** start of Extracted records **

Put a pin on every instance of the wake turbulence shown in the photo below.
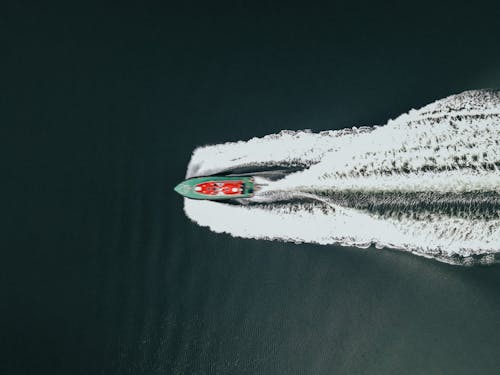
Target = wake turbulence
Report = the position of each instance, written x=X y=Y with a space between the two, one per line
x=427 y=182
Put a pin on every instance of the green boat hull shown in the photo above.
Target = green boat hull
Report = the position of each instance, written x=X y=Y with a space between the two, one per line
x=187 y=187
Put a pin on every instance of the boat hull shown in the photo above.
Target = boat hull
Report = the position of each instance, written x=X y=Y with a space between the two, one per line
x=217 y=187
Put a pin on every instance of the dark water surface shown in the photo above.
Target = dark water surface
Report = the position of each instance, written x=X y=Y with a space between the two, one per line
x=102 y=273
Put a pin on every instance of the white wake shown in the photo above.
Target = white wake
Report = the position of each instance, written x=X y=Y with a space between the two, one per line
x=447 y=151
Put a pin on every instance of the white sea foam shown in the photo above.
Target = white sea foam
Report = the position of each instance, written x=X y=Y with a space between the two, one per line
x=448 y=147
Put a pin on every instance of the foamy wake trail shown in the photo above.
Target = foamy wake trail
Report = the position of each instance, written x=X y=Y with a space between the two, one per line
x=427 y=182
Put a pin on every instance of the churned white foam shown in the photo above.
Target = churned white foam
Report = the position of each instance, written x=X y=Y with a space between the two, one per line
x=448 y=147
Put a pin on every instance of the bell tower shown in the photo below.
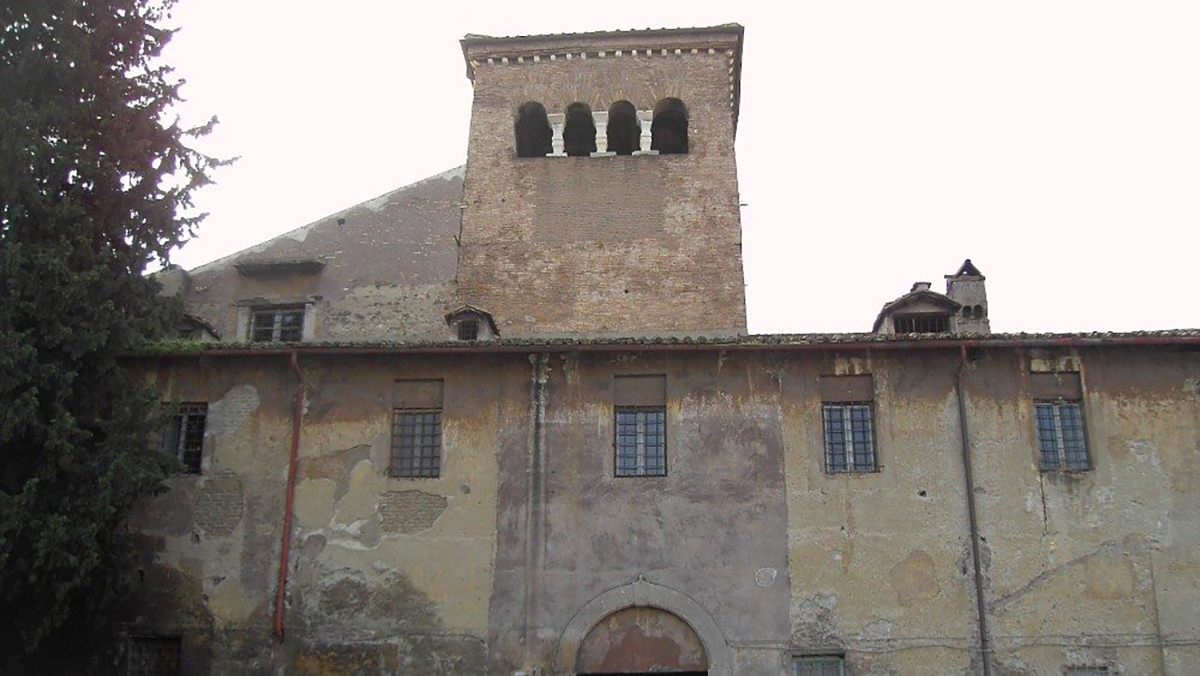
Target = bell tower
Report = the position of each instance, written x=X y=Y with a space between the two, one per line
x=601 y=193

** end of Extracted records **

▸ **What is expected**: Copy out the items above with every "Put a pin on" switched to "Mark" and nothing else altered. Don't include the pictures in your copy.

▸ **Solved problem**:
Mark every instance of the wake turbulence shown in the photo below.
Target = wake turbulence
Report = the position of each instance, written x=X y=Y with a space between the two, one per line
x=427 y=182
Mark every instance of the green boat hull shown in the photo above.
Target = green boat hull
Report = the position of each instance, written x=X y=Y with a space between the two, one per line
x=187 y=187
Mark every instance of the boat hull shown in the photo above.
Target = boat hull
Report = the position of each instance, written x=X y=Y with a space between the two, one per line
x=217 y=187
Mark every instance of the dark water surface shown in the photo above.
Target = dark water surface
Report = the position of each instance, written x=X y=Y with a space between the two, one per line
x=102 y=273
Mark every instance of the white wake shown in the photo above.
Target = white wake
Report = the position of each instance, written x=X y=Y with a space between the two, one per line
x=447 y=151
Mark every instance of the white sea foam shown in the photo above.
Target = white sea foam
Report = the position of each instance, written x=X y=Y with a space between the two, one per line
x=448 y=147
Mark every instance of the foamy wake trail shown in the photo above.
Target = foamy wake trail
Report = the position of each instance, written x=X y=Y with a space between the two, one per line
x=427 y=182
Mark every instance of the churned white foam shown in the photo above.
Target = churned white foam
Report = the position of each instance, written x=X y=Y with a space between the two, one per line
x=448 y=147
Mark every instance of the bell tower shown in the photo below.
Target = bell tower
Report = the position of each instance, written x=X y=Y with a space between the two, one per line
x=601 y=193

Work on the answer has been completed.